Required task:
Reproduce every line of the material below without changing anything.

(Records for pointing to named objects)
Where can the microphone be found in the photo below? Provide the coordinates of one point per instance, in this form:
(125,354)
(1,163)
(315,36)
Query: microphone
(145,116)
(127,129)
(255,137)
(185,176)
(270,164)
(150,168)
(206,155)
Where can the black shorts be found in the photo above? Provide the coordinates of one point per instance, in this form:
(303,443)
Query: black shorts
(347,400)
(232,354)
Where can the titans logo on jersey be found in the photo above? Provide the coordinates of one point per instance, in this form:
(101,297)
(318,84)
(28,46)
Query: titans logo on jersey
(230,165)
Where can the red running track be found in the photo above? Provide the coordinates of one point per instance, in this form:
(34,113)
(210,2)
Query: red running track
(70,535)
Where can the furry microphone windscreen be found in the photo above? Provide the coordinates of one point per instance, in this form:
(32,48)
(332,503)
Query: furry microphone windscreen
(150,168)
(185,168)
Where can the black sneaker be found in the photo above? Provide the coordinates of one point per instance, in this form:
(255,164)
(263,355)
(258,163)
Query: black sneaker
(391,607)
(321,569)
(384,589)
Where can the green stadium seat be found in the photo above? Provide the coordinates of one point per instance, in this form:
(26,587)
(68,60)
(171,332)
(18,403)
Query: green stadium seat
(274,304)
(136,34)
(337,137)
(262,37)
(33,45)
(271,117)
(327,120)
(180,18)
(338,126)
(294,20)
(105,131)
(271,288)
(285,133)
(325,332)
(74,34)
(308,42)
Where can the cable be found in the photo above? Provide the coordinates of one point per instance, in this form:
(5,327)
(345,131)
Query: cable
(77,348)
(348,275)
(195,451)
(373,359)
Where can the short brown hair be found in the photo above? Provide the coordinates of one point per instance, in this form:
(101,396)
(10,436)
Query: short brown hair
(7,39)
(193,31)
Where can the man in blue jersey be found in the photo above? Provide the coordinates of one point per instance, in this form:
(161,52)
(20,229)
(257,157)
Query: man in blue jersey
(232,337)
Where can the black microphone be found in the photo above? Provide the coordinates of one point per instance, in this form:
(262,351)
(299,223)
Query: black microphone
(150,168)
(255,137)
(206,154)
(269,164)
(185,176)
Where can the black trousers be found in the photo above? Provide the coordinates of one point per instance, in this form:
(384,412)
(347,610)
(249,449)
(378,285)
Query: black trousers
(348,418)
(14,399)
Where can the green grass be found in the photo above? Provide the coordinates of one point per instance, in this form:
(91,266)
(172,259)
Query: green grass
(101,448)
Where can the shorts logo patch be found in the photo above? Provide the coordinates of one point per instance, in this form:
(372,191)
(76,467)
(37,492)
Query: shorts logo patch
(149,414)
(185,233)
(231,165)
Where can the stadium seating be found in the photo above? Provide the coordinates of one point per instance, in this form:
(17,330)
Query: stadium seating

Final answer:
Where can the microphone be found in the photo below? Provide the coordinates of one point per instance, in this form:
(125,354)
(1,163)
(315,36)
Query: microphone
(145,116)
(127,129)
(255,137)
(185,176)
(270,164)
(150,168)
(206,155)
Where can the black shorts be found in the photo above? Provide the coordinates of one point per instance, in this form:
(303,443)
Query: black shorts
(347,400)
(232,354)
Where can the titans logo on jersey be found in the photo above? Provide the coordinates of one point per instance, in this form:
(101,297)
(318,84)
(28,46)
Query: titans logo on jersey
(230,165)
Where can the red running track be found in the photo above? Provide the coordinates of one point per instance, in this form:
(34,113)
(210,2)
Query: red running track
(70,535)
Where can the furry microphone windscreen be found in the photo above? Provide the coordinates of one point per instance, in this form:
(32,48)
(332,503)
Query: furry microphone windscreen
(150,168)
(185,168)
Where can the black sneaker be found in the photo above? Provide the coordinates of one point per instance, in this form:
(255,164)
(263,355)
(258,163)
Query: black sneaker
(391,607)
(321,569)
(384,589)
Where can the green stadium seat be found in the photo above? Provide the coordinates of one point per instance, in this form:
(26,587)
(68,60)
(171,332)
(18,403)
Query: green stadium seat
(274,304)
(136,34)
(337,137)
(262,37)
(33,45)
(271,117)
(327,120)
(180,18)
(338,126)
(294,20)
(105,131)
(271,288)
(285,133)
(325,332)
(74,34)
(308,42)
Where can the cable be found in the photo above? Provide the coordinates of one point per instance, in this form:
(5,327)
(345,131)
Query: cable
(77,348)
(348,275)
(195,451)
(373,359)
Where can the short brown hair be found in the photo above? Provide the coordinates of one point per instance, in this form:
(101,396)
(10,436)
Query: short brown hair
(7,39)
(193,31)
Where can the man in blue jersey be found in the photo above? Provide the coordinates of one point per instance, in this form:
(161,52)
(20,229)
(257,157)
Query: man in blue jersey
(232,337)
Where can the black microphone be found in the photo above? Provide the coordinates of one point per instance, in this form:
(262,351)
(299,223)
Query: black microphone
(150,168)
(255,137)
(206,154)
(269,164)
(185,176)
Where can the black trousers be found in the photo above? Provide the coordinates of one point per instance, in this form:
(384,412)
(347,610)
(249,449)
(378,285)
Query: black trousers
(348,418)
(14,399)
Where can the green grass be found in the photo above? Provide the coordinates of one point per instance, in this form:
(91,266)
(172,259)
Query: green grass
(101,448)
Where can the shorts logo patch be found in the photo above? Provide the coordinates of one point per instance, in this form:
(372,191)
(76,467)
(37,492)
Query: shorts logo patch
(149,414)
(185,233)
(231,165)
Where can the stadium seating be found in the photo above? Provide the coordinates of one point per instance, in this form:
(17,330)
Query: stadium seating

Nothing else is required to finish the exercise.